INFORMATION SHOWN:

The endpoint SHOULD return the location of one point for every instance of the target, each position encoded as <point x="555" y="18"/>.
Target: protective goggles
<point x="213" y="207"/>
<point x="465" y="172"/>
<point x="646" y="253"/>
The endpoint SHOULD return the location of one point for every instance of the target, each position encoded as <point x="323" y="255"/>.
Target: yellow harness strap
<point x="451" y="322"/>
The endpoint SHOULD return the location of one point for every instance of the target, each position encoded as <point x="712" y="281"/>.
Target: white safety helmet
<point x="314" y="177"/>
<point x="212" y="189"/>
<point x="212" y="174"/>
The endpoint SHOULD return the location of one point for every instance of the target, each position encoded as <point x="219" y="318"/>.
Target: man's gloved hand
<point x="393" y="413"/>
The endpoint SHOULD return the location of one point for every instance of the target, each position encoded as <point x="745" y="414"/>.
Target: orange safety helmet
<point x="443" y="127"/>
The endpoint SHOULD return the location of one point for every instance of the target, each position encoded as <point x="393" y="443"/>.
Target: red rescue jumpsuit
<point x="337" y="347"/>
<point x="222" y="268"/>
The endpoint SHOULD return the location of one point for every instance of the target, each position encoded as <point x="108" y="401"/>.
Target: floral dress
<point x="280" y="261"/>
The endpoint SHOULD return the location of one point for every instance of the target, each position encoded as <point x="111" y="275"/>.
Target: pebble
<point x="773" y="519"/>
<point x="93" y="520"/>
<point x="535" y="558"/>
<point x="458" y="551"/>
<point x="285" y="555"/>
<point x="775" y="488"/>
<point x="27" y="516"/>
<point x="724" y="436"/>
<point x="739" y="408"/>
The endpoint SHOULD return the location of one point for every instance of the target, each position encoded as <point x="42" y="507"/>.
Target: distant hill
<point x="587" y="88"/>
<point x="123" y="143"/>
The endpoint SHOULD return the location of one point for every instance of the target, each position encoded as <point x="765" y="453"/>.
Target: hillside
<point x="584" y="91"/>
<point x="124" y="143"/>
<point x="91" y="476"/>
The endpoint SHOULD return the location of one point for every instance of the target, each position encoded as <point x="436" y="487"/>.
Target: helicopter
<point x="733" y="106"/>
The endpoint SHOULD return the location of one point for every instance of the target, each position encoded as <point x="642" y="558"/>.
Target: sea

JOB: Extract each record, keeping it identical to the original.

RESPONSE BELOW:
The endpoint SHOULD return the location of one point for every instance of the target, each position encoded as <point x="555" y="18"/>.
Target: protective goggles
<point x="213" y="207"/>
<point x="465" y="172"/>
<point x="646" y="253"/>
The endpoint SHOULD return the location of one point for every instance of the target, each position encoded as <point x="323" y="255"/>.
Target: yellow harness strap
<point x="451" y="322"/>
The endpoint SHOULD return the location of one point for every instance of the target, each position encoded as <point x="712" y="281"/>.
Target: white safety helmet
<point x="314" y="177"/>
<point x="212" y="189"/>
<point x="212" y="174"/>
The endpoint SHOULD return the location of one point for every instance of the target, each position encoded as <point x="219" y="318"/>.
Target: man's gloved hand
<point x="393" y="413"/>
The endpoint SHOULD return the location of one point for every instance of the target, each position encoded as <point x="745" y="414"/>.
Target: orange safety helmet
<point x="443" y="127"/>
The endpoint SHOULD return the location of one point for every instance of the target, each position encoded as <point x="393" y="443"/>.
Target: red rescue jumpsuit
<point x="337" y="347"/>
<point x="222" y="268"/>
The endpoint SHOULD return the location of one point for every instance of the target, each position encoded as <point x="108" y="401"/>.
Target: floral dress
<point x="280" y="261"/>
The endpoint SHOULD return the location of one point for every instance of the target, each position encoded as <point x="111" y="275"/>.
Target: pebble
<point x="773" y="519"/>
<point x="93" y="520"/>
<point x="535" y="558"/>
<point x="458" y="551"/>
<point x="285" y="555"/>
<point x="775" y="488"/>
<point x="27" y="516"/>
<point x="724" y="436"/>
<point x="739" y="408"/>
The endpoint SHOULD return the location of one point for every instance of the target, each position encoded as <point x="42" y="507"/>.
Target: distant hill
<point x="587" y="88"/>
<point x="123" y="143"/>
The endpoint SHOULD return the location of one point for every instance of the target, each position encoded as <point x="765" y="453"/>.
Target: hillside
<point x="584" y="91"/>
<point x="124" y="143"/>
<point x="91" y="476"/>
The endpoint SHOULD return the location of one point for every instance of the target, each position encoded as <point x="436" y="487"/>.
Target: helicopter
<point x="733" y="106"/>
The endpoint SHOULD return the location of one point for every instance of the target, each position encoded as <point x="642" y="558"/>.
Target: sea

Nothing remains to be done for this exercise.